■ **Problem**
Each entry should be copied as it stands, leaving the pictures behind.
[Opening Dataset section]
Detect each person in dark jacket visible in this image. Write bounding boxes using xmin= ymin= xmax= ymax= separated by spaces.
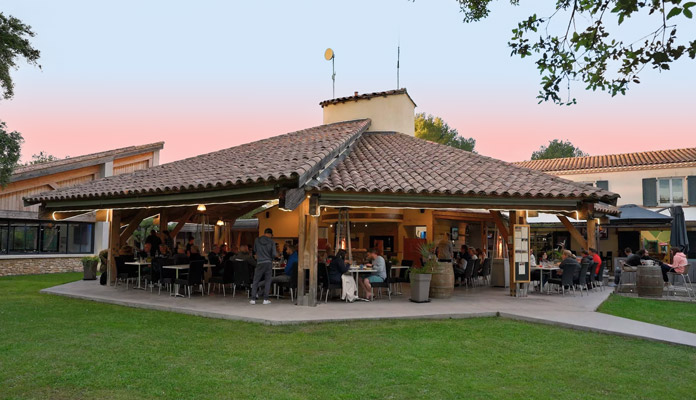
xmin=250 ymin=228 xmax=277 ymax=305
xmin=144 ymin=230 xmax=161 ymax=257
xmin=328 ymin=249 xmax=350 ymax=284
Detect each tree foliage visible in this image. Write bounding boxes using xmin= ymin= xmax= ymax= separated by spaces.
xmin=415 ymin=112 xmax=476 ymax=152
xmin=0 ymin=12 xmax=41 ymax=100
xmin=531 ymin=139 xmax=588 ymax=160
xmin=455 ymin=0 xmax=696 ymax=105
xmin=0 ymin=121 xmax=23 ymax=187
xmin=24 ymin=151 xmax=59 ymax=166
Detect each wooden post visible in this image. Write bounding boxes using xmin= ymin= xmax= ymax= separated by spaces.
xmin=107 ymin=210 xmax=121 ymax=285
xmin=508 ymin=211 xmax=517 ymax=296
xmin=297 ymin=200 xmax=306 ymax=304
xmin=159 ymin=210 xmax=169 ymax=233
xmin=296 ymin=197 xmax=318 ymax=306
xmin=587 ymin=218 xmax=597 ymax=251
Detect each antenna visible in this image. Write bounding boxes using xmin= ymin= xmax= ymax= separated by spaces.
xmin=324 ymin=48 xmax=335 ymax=98
xmin=396 ymin=45 xmax=400 ymax=89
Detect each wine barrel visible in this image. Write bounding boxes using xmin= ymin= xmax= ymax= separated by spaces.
xmin=429 ymin=261 xmax=454 ymax=299
xmin=636 ymin=266 xmax=663 ymax=298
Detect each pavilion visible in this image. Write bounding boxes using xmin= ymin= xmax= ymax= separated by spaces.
xmin=24 ymin=89 xmax=619 ymax=305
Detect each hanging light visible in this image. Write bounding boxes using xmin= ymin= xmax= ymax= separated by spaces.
xmin=216 ymin=218 xmax=224 ymax=226
xmin=197 ymin=204 xmax=207 ymax=212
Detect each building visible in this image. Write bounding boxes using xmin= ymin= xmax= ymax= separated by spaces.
xmin=0 ymin=142 xmax=164 ymax=276
xmin=25 ymin=89 xmax=618 ymax=302
xmin=515 ymin=149 xmax=696 ymax=260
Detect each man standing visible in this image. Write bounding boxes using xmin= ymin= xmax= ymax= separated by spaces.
xmin=145 ymin=230 xmax=161 ymax=257
xmin=251 ymin=228 xmax=277 ymax=305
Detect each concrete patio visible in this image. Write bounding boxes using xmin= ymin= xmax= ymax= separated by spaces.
xmin=41 ymin=279 xmax=696 ymax=348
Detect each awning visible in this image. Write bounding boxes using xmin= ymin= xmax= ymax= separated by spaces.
xmin=608 ymin=204 xmax=673 ymax=225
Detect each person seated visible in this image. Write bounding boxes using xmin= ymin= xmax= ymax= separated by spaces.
xmin=272 ymin=244 xmax=297 ymax=284
xmin=550 ymin=250 xmax=580 ymax=291
xmin=156 ymin=244 xmax=171 ymax=259
xmin=361 ymin=248 xmax=387 ymax=301
xmin=233 ymin=244 xmax=257 ymax=283
xmin=188 ymin=245 xmax=203 ymax=261
xmin=137 ymin=243 xmax=152 ymax=260
xmin=328 ymin=249 xmax=350 ymax=285
xmin=538 ymin=251 xmax=549 ymax=265
xmin=172 ymin=246 xmax=189 ymax=265
xmin=468 ymin=247 xmax=478 ymax=261
xmin=661 ymin=247 xmax=689 ymax=289
xmin=208 ymin=245 xmax=221 ymax=265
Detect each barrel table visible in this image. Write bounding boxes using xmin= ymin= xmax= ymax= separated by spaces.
xmin=636 ymin=265 xmax=663 ymax=298
xmin=429 ymin=261 xmax=454 ymax=299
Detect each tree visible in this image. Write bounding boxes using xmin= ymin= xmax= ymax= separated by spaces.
xmin=531 ymin=139 xmax=588 ymax=160
xmin=415 ymin=112 xmax=476 ymax=152
xmin=0 ymin=12 xmax=41 ymax=186
xmin=454 ymin=1 xmax=696 ymax=105
xmin=25 ymin=151 xmax=59 ymax=166
xmin=0 ymin=121 xmax=23 ymax=187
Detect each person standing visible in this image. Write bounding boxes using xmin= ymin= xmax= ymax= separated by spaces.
xmin=145 ymin=230 xmax=161 ymax=257
xmin=250 ymin=228 xmax=277 ymax=305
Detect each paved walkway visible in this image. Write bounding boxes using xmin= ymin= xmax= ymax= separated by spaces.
xmin=42 ymin=280 xmax=696 ymax=348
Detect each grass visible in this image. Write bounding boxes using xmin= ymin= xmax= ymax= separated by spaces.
xmin=598 ymin=293 xmax=696 ymax=334
xmin=1 ymin=274 xmax=695 ymax=400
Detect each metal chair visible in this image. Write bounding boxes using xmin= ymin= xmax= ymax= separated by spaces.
xmin=668 ymin=264 xmax=694 ymax=300
xmin=574 ymin=261 xmax=590 ymax=296
xmin=393 ymin=259 xmax=412 ymax=293
xmin=174 ymin=260 xmax=205 ymax=298
xmin=370 ymin=260 xmax=391 ymax=300
xmin=275 ymin=262 xmax=298 ymax=302
xmin=209 ymin=259 xmax=234 ymax=296
xmin=547 ymin=263 xmax=577 ymax=296
xmin=231 ymin=259 xmax=252 ymax=298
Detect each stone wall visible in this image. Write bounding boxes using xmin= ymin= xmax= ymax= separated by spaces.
xmin=0 ymin=257 xmax=84 ymax=277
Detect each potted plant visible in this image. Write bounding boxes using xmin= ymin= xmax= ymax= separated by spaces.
xmin=409 ymin=242 xmax=437 ymax=303
xmin=81 ymin=256 xmax=99 ymax=280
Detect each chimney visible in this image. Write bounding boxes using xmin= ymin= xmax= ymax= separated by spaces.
xmin=320 ymin=89 xmax=417 ymax=136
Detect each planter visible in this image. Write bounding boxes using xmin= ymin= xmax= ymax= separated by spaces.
xmin=82 ymin=260 xmax=98 ymax=280
xmin=410 ymin=273 xmax=432 ymax=303
xmin=429 ymin=261 xmax=454 ymax=299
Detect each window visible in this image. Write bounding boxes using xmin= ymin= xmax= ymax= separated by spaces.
xmin=658 ymin=178 xmax=684 ymax=205
xmin=0 ymin=220 xmax=94 ymax=255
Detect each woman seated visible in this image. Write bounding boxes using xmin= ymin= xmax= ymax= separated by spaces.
xmin=661 ymin=247 xmax=689 ymax=289
xmin=328 ymin=249 xmax=350 ymax=285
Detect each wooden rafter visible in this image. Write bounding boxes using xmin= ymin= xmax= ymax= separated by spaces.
xmin=489 ymin=211 xmax=509 ymax=241
xmin=557 ymin=215 xmax=588 ymax=250
xmin=119 ymin=208 xmax=155 ymax=246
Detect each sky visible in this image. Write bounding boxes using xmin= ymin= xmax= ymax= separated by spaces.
xmin=1 ymin=0 xmax=694 ymax=164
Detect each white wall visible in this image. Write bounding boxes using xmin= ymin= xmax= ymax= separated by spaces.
xmin=322 ymin=93 xmax=415 ymax=136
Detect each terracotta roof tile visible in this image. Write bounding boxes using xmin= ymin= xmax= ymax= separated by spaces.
xmin=316 ymin=132 xmax=617 ymax=202
xmin=25 ymin=120 xmax=370 ymax=203
xmin=514 ymin=148 xmax=696 ymax=172
xmin=319 ymin=89 xmax=417 ymax=108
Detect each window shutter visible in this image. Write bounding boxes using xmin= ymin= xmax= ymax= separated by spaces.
xmin=688 ymin=176 xmax=696 ymax=206
xmin=596 ymin=180 xmax=609 ymax=191
xmin=642 ymin=178 xmax=658 ymax=207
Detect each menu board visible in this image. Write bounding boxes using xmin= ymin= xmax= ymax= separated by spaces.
[Closing Dataset section]
■ **Solution for this exercise**
Detect each person in dark jacket visible in this image. Write bounding boxes using xmin= ymin= xmax= ymax= separated by spaces.
xmin=250 ymin=228 xmax=277 ymax=305
xmin=144 ymin=230 xmax=161 ymax=257
xmin=328 ymin=249 xmax=350 ymax=284
Detect each tree foliage visible in this image. Write bounding boxes using xmin= ymin= xmax= ymax= separated by spaces.
xmin=415 ymin=112 xmax=476 ymax=152
xmin=0 ymin=12 xmax=41 ymax=100
xmin=531 ymin=139 xmax=588 ymax=160
xmin=455 ymin=0 xmax=696 ymax=105
xmin=0 ymin=121 xmax=23 ymax=187
xmin=24 ymin=151 xmax=59 ymax=166
Detect each wooden post visible in this image. Write bounding boxes using xmin= ymin= xmax= ymax= separated by spaces.
xmin=107 ymin=210 xmax=121 ymax=285
xmin=508 ymin=211 xmax=517 ymax=296
xmin=297 ymin=200 xmax=306 ymax=304
xmin=159 ymin=210 xmax=169 ymax=233
xmin=296 ymin=197 xmax=318 ymax=306
xmin=587 ymin=218 xmax=597 ymax=251
Detect each antenna visible in this image. Write bounding boxes using xmin= ymin= xmax= ymax= separated by spaces.
xmin=324 ymin=48 xmax=335 ymax=98
xmin=396 ymin=45 xmax=400 ymax=89
Detect each wine barrel visible in this image. Write bounding boxes using xmin= ymin= xmax= ymax= separated by spaces.
xmin=429 ymin=261 xmax=454 ymax=299
xmin=636 ymin=266 xmax=663 ymax=298
Detect each pavilion visible in this image. Write bounding boxes using xmin= ymin= xmax= ymax= separated by spaces.
xmin=24 ymin=89 xmax=619 ymax=305
Detect each hanging light visible in this image. Write bounding boxes using xmin= ymin= xmax= ymax= separated by spaces.
xmin=216 ymin=218 xmax=224 ymax=226
xmin=197 ymin=204 xmax=207 ymax=212
Detect each building visible in this image. Write bounding boxes using xmin= ymin= xmax= ymax= separated by spaces.
xmin=0 ymin=142 xmax=164 ymax=276
xmin=25 ymin=89 xmax=618 ymax=302
xmin=515 ymin=149 xmax=696 ymax=260
Detect each man standing visible in this image. Write bounding boxes using xmin= ymin= xmax= ymax= separated by spaces.
xmin=145 ymin=230 xmax=161 ymax=257
xmin=251 ymin=228 xmax=277 ymax=305
Detect each concrete patio visible in this image. Write bounding boxes using xmin= ymin= xmax= ymax= separated by spaces.
xmin=41 ymin=279 xmax=696 ymax=348
Detect each awning visible in this image. Write bounding boxes using xmin= ymin= xmax= ymax= separated by spaces.
xmin=608 ymin=204 xmax=673 ymax=225
Detect each person seated visible in this image. Write bounding boxes using xmin= ymin= xmax= ymax= separated by spaces.
xmin=272 ymin=244 xmax=297 ymax=284
xmin=550 ymin=250 xmax=580 ymax=291
xmin=156 ymin=244 xmax=171 ymax=259
xmin=361 ymin=248 xmax=387 ymax=301
xmin=233 ymin=244 xmax=257 ymax=283
xmin=188 ymin=245 xmax=203 ymax=261
xmin=137 ymin=243 xmax=152 ymax=260
xmin=328 ymin=249 xmax=350 ymax=285
xmin=538 ymin=251 xmax=549 ymax=265
xmin=172 ymin=246 xmax=189 ymax=265
xmin=468 ymin=247 xmax=478 ymax=261
xmin=661 ymin=247 xmax=689 ymax=289
xmin=208 ymin=245 xmax=221 ymax=265
Detect each barrel table visible in this image. Write bounding boxes using xmin= ymin= xmax= ymax= separated by spaces.
xmin=636 ymin=265 xmax=663 ymax=298
xmin=429 ymin=261 xmax=454 ymax=299
Detect each tree visible in this image. Write bounding boxes using xmin= ymin= xmax= ymax= separated by spaces.
xmin=531 ymin=139 xmax=588 ymax=160
xmin=415 ymin=112 xmax=476 ymax=152
xmin=0 ymin=12 xmax=41 ymax=186
xmin=454 ymin=1 xmax=696 ymax=105
xmin=25 ymin=151 xmax=59 ymax=166
xmin=0 ymin=121 xmax=23 ymax=187
Detect each person standing visible in this image. Write bounding boxes using xmin= ymin= xmax= ymax= separated by spaces.
xmin=145 ymin=230 xmax=161 ymax=257
xmin=250 ymin=228 xmax=277 ymax=305
Detect each paved walkway visible in this image. Write bounding boxes using xmin= ymin= xmax= ymax= separated by spaces.
xmin=42 ymin=280 xmax=696 ymax=348
Detect each grass visible in this image. Write bounding boxes using xmin= ymin= xmax= ymax= separated by spaces.
xmin=598 ymin=293 xmax=696 ymax=334
xmin=1 ymin=274 xmax=695 ymax=400
Detect each metal chair visible in this image. Write bounding boxes using xmin= ymin= xmax= ymax= separated by spaces.
xmin=668 ymin=264 xmax=694 ymax=300
xmin=574 ymin=261 xmax=590 ymax=296
xmin=393 ymin=259 xmax=412 ymax=293
xmin=174 ymin=260 xmax=205 ymax=298
xmin=370 ymin=260 xmax=391 ymax=300
xmin=275 ymin=262 xmax=298 ymax=302
xmin=209 ymin=259 xmax=234 ymax=296
xmin=547 ymin=263 xmax=577 ymax=296
xmin=231 ymin=259 xmax=252 ymax=298
Detect each stone wall visible in this image. Write bounding boxes using xmin= ymin= xmax= ymax= separated by spaces.
xmin=0 ymin=257 xmax=84 ymax=277
Detect each potted plant visible in this image. Write bounding boxes using xmin= ymin= xmax= ymax= separated by spaces.
xmin=409 ymin=242 xmax=437 ymax=303
xmin=81 ymin=256 xmax=99 ymax=280
Detect each chimney visible in this image. Write bounding boxes using xmin= ymin= xmax= ymax= separated by spaces.
xmin=320 ymin=89 xmax=417 ymax=136
Detect each planter visible in this image. Write bounding boxes using xmin= ymin= xmax= ymax= separated by spaces.
xmin=82 ymin=260 xmax=98 ymax=280
xmin=410 ymin=273 xmax=432 ymax=303
xmin=429 ymin=261 xmax=454 ymax=299
Detect each window visible in this image. Write bounding boxes using xmin= ymin= xmax= ymax= separated by spaces.
xmin=658 ymin=178 xmax=684 ymax=205
xmin=0 ymin=220 xmax=94 ymax=255
Detect each woman seated visible in this image. Write bounding boxes using xmin= ymin= xmax= ymax= separated by spaces.
xmin=661 ymin=247 xmax=689 ymax=289
xmin=328 ymin=249 xmax=350 ymax=285
Detect each wooden rafter visible in this image. Write bounding boxes using xmin= ymin= xmax= ymax= separated by spaces.
xmin=489 ymin=211 xmax=509 ymax=241
xmin=557 ymin=215 xmax=588 ymax=250
xmin=119 ymin=208 xmax=155 ymax=246
Detect each sky visible in this image. Write bounding boxes using xmin= ymin= xmax= ymax= separated by spaces.
xmin=1 ymin=0 xmax=694 ymax=164
Detect each white wall visible in this image. Write bounding boxes using xmin= ymin= xmax= ymax= separated by spaces.
xmin=322 ymin=93 xmax=415 ymax=136
Detect each terracotta roof tile visible in this image. Write bounding boxes using xmin= ymin= xmax= ymax= separated by spaces.
xmin=316 ymin=132 xmax=617 ymax=202
xmin=25 ymin=120 xmax=370 ymax=203
xmin=514 ymin=148 xmax=696 ymax=172
xmin=319 ymin=89 xmax=417 ymax=108
Detect each window shutter visible in this image. Write bounding boxes using xmin= ymin= xmax= ymax= separated by spaces.
xmin=688 ymin=176 xmax=696 ymax=206
xmin=596 ymin=180 xmax=609 ymax=191
xmin=642 ymin=178 xmax=658 ymax=207
Detect each menu board visible in this image. Write bounding boxes using xmin= ymin= xmax= ymax= separated by spaces.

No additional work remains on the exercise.